▶ Source text:
'''

Now let's put this into practice. ADK offers different types of sessions suitable for different needs. To begin, we'll start with `InMemorySessionService` for simplicity:


In [None]:
APP_NAME = "default"        # Application
USER_ID = "default"         # User
SESSION = "default"         # Session

MODEL_NAME = "gemini-2.5-flash-lite"


# Step 1: Create the LLM Agent
# This defines WHAT our agent is - its model and purpose
root_agent = Agent(
    model="gemini-2.5-flash-lite",  # Using the efficient Gemini model
    name="text_chat_bot",           # Internal name for logging/debugging
    description="A text chatbot",   # Description of the agent's purpose
)

# Step 2: Set up Session Management
# InMemorySessionService stores conversations in RAM (temporary)
session_service = InMemorySessionService()

# Step 3: Create the Runner
# The Runner orchestrates everything - it connects the agent with session management
runner = Runner(
    agent=root_agent,
    app_name=APP_NAME,
    session_service=session_service
)

print("✅ Stateful agent initialized!")
print(f"   - Application: {APP_NAME}")

'''

▶ Supplied records:

'''

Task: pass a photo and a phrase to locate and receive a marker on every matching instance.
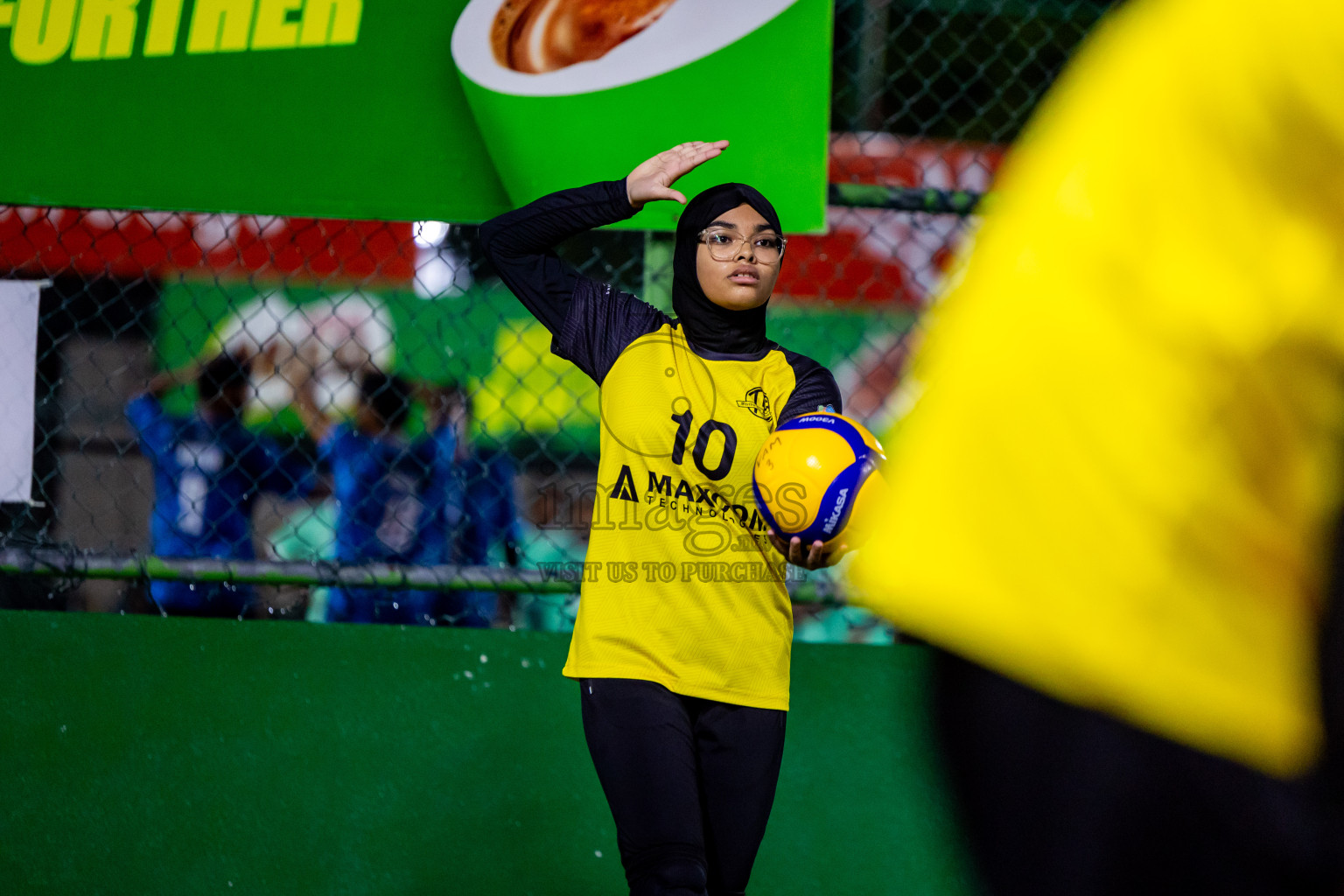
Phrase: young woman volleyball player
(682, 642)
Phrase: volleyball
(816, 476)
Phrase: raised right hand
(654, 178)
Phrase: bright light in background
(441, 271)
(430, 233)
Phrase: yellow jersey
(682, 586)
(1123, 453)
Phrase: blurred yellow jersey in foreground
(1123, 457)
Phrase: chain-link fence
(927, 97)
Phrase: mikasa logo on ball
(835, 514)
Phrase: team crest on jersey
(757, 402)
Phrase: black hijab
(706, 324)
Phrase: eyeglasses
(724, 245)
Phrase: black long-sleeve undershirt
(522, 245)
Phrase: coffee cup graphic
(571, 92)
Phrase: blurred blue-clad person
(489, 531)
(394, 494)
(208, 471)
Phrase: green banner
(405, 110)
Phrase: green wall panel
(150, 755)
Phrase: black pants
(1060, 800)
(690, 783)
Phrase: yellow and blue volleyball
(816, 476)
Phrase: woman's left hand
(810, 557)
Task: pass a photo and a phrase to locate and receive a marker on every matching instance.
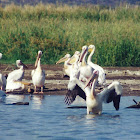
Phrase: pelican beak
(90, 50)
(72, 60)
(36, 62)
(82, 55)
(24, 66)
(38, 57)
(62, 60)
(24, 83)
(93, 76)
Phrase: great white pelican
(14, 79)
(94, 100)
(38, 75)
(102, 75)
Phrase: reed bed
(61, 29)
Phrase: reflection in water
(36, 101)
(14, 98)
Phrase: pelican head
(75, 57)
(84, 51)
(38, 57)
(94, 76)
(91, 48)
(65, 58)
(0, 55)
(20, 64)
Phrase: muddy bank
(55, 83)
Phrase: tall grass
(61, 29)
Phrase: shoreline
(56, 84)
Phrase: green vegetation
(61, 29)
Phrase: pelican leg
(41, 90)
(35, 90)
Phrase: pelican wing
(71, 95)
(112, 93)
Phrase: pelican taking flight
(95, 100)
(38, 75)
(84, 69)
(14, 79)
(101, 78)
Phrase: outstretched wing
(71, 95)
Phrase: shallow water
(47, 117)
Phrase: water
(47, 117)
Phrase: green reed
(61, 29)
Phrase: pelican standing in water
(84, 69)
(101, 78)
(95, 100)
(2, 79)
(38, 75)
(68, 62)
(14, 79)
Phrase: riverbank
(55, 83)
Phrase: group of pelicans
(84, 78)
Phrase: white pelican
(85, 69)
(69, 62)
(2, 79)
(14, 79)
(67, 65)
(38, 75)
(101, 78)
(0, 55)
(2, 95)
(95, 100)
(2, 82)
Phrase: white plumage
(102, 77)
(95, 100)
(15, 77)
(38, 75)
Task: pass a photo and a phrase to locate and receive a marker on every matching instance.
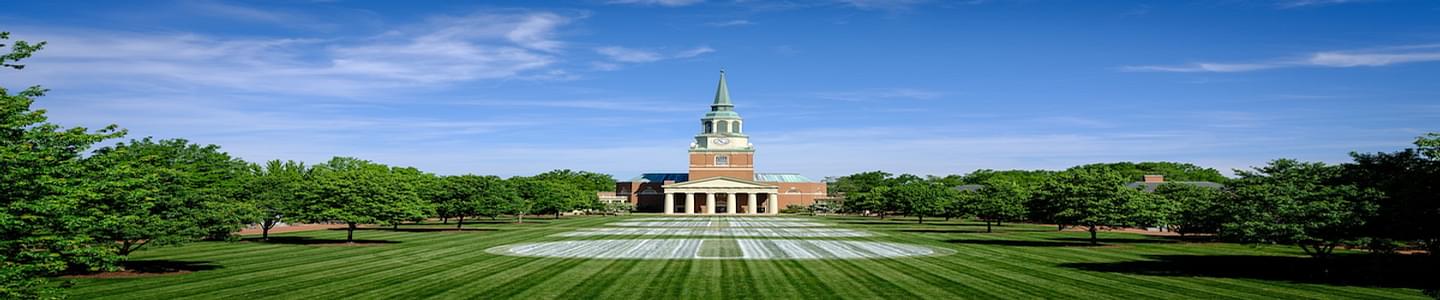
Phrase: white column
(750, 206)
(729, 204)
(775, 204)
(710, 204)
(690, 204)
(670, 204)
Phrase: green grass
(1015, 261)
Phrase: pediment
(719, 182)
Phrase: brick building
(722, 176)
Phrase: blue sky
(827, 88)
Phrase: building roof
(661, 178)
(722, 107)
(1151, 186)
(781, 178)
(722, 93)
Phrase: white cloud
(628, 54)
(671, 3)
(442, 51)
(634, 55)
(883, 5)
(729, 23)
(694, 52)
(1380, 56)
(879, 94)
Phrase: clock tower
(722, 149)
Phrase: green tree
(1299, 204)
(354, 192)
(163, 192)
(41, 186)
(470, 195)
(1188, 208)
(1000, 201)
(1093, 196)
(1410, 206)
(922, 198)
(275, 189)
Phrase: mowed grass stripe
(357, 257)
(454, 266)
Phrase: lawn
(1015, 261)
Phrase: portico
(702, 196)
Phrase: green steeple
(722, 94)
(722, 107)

'''

▶ Explore the material:
a: Transcribe the ADK session walkthrough, beginning at the words "# Step 1: Create" and stopping after "in RAM (temporary)".
b: Pick up the ADK session walkthrough after its last line and continue it.

▶ Per-task answers:
a:
# Step 1: Create the LLM Agent
# This defines WHAT our agent is - its model and purpose
root_agent = Agent(
    model="gemini-2.5-flash-lite",  # Using the efficient Gemini model
    name="text_chat_bot",           # Internal name for logging/debugging
    description="A text chatbot",   # Description of the agent's purpose
)

# Step 2: Set up Session Management
# InMemorySessionService stores conversations in RAM (temporary)

b:
print(f"   - User: {USER_ID}")
print(f"   - Using: {session_service.__class__.__name__}")

    ✅ Stateful agent initialized!
       - Application: default
       - User: default
       - Using: InMemorySessionService

### Testing Our Stateful Agent

Now let's see the magic of sessions in action! We'll run the same conversation that failed with the stateless approach:


In [None]:
# Run a conversation with two queries in the same session
# Notice: Both queries are part of the SAME session, so context is maintained
await run_session(runner, [
    "Hi, I am Sam! What is the capital of United States?",
    "Hello! What is my name?"  # This time, the agent should remember!
], "test-session-01")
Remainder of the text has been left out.